[Geselecteerd fragment]
========================

Van het weekend was ik op stap in Amsterdam. Eerst moest ik nog een flat laten zien aan iemand. Ik klus zo nu en dan bij als makelaar, moeten jullie weten. Ik liet dat meisje die flat zien zoals alleen ik dat kan. Ik opende deuren, wees op de enorme koelkast, showde het balkon (‘Hier heb je de hele dag zon. En als je wat plastic of riet rondom die spijlen monteert dan kan je hier gewoon nakende liggen.’), demonsteerde de parlofoon en vervolgens stonden we al weer buiten. Het regende lichtjes, maar het was vooral benauwd en drukkend.
Vervolgens ging de tocht naar Perdu waar de prachtbundel ‘De Vloeibare Jongen’ van goede vriend Thomas Möhlmann gepresenteerd zou worden. Voor de deur troffen S. en ik al vriendin J. Routinieus ging ik naar binnen en zei tegen het meisje dat bij de gaderobe stond, dat wij op de lijst stonden. (‘Ik sta op de lijst,’ zei ik. Ik vind dat een ontzettend leuk zinnetje en ik zeg hem graag en vaak, ook als ik niet op de lijst sta.) Binnen was het reeds een drukte van belang. Druk en warm en met rood licht en midden in die warme, rode drukte stond een andere vriendin J. Perdu zelve was vol met dichters en schrijvers en muzikanten en ander literair volk. Er waren voordrachten en optredens en muziek en cadeaus. Ik denk vooral dat Thomas Heel Erg Blij en Trots was. Dat hij alle prijzen wint die er bestaan.

========================

[Jouw doel]
Haal uit het fragment over het weekend in Amsterdam letterlijk de tekst die begint bij "Vervolgens ging de" en doorloopt tot en met "die er bestaan.". De regels hieronder spelen hierbij geen rol.

========================

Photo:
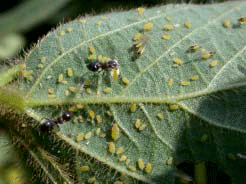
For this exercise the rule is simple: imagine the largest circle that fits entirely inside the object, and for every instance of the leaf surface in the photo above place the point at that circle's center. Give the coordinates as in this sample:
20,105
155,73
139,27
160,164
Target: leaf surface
208,123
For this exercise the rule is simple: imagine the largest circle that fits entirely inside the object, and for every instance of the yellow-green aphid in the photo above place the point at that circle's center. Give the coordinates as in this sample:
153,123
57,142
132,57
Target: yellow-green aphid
204,138
91,114
133,108
122,158
88,91
170,82
61,80
102,135
115,132
136,37
118,182
109,113
207,55
185,83
88,135
52,96
72,108
195,77
127,162
73,89
92,57
138,123
99,23
92,50
105,59
165,37
125,81
174,107
67,93
107,90
115,73
100,58
62,33
119,151
227,23
193,48
43,60
168,18
168,27
140,11
40,66
132,168
140,42
170,161
231,156
148,168
69,72
80,137
148,27
213,63
242,20
111,147
91,180
159,116
140,164
178,61
69,30
27,74
188,24
87,83
142,127
80,106
84,168
139,45
51,91
78,119
99,119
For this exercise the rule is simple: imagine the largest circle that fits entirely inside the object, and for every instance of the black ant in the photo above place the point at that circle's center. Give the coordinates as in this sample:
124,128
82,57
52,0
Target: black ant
111,65
49,125
97,66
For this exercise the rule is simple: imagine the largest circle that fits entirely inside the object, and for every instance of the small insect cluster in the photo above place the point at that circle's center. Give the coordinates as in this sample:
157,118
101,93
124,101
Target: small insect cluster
103,63
49,125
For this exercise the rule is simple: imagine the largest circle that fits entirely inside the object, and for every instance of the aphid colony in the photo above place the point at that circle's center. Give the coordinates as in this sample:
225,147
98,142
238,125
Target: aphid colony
49,125
111,65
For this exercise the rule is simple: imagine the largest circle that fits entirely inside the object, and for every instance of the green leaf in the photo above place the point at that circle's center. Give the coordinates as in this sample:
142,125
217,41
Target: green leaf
167,104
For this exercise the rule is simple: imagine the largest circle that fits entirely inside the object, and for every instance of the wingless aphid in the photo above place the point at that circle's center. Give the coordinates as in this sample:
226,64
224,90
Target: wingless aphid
111,65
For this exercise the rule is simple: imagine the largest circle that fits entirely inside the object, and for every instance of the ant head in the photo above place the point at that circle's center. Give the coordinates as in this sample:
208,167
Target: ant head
112,64
95,66
66,116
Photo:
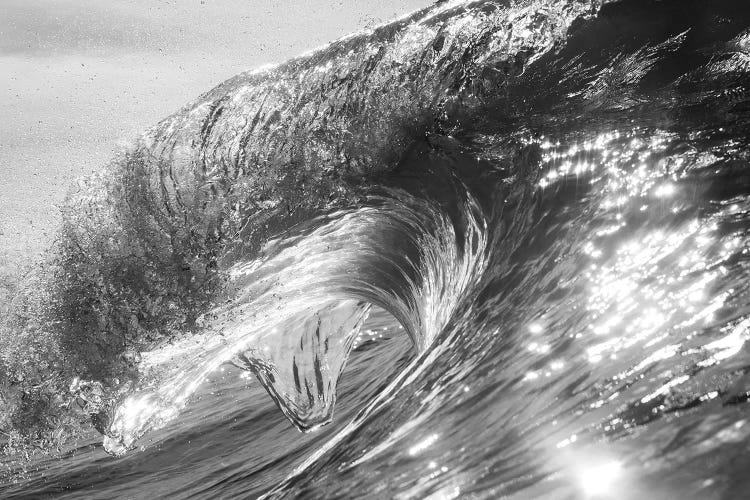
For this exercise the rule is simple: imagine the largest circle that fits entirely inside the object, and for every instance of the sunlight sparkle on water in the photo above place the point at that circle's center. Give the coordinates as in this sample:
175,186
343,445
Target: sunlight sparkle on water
599,479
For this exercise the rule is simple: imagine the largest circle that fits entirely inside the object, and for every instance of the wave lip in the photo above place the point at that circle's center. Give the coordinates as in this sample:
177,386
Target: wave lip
142,293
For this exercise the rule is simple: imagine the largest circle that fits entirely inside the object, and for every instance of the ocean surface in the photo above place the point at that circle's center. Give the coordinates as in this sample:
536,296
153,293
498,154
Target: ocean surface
495,249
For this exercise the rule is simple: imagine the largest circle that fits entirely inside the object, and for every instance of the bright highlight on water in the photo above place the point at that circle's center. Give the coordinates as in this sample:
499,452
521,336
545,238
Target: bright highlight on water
492,249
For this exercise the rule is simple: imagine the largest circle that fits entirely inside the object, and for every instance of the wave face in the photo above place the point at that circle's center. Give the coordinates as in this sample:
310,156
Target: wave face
510,238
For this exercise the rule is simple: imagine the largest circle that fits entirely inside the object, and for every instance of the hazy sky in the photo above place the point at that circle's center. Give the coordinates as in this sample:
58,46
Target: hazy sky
80,78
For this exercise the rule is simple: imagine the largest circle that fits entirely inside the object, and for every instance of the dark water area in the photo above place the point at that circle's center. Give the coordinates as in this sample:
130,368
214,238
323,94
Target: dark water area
495,249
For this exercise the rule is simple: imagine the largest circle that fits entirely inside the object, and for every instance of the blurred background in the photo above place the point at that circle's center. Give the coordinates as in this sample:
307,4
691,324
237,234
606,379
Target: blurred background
82,78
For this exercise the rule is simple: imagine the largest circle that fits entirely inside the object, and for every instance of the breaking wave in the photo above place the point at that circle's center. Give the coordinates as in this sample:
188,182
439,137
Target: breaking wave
549,198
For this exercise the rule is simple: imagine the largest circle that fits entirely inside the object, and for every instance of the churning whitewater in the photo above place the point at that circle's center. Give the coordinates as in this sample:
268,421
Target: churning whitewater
510,237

========================

[Het antwoord]
Vervolgens ging de tocht naar Perdu waar de prachtbundel ‘De Vloeibare Jongen’ van goede vriend Thomas Möhlmann gepresenteerd zou worden. Voor de deur troffen S. en ik al vriendin J. Routinieus ging ik naar binnen en zei tegen het meisje dat bij de gaderobe stond, dat wij op de lijst stonden. (‘Ik sta op de lijst,’ zei ik. Ik vind dat een ontzettend leuk zinnetje en ik zeg hem graag en vaak, ook als ik niet op de lijst sta.) Binnen was het reeds een drukte van belang. Druk en warm en met rood licht en midden in die warme, rode drukte stond een andere vriendin J. Perdu zelve was vol met dichters en schrijvers en muzikanten en ander literair volk. Er waren voordrachten en optredens en muziek en cadeaus. Ik denk vooral dat Thomas Heel Erg Blij en Trots was. Dat hij alle prijzen wint die er bestaan.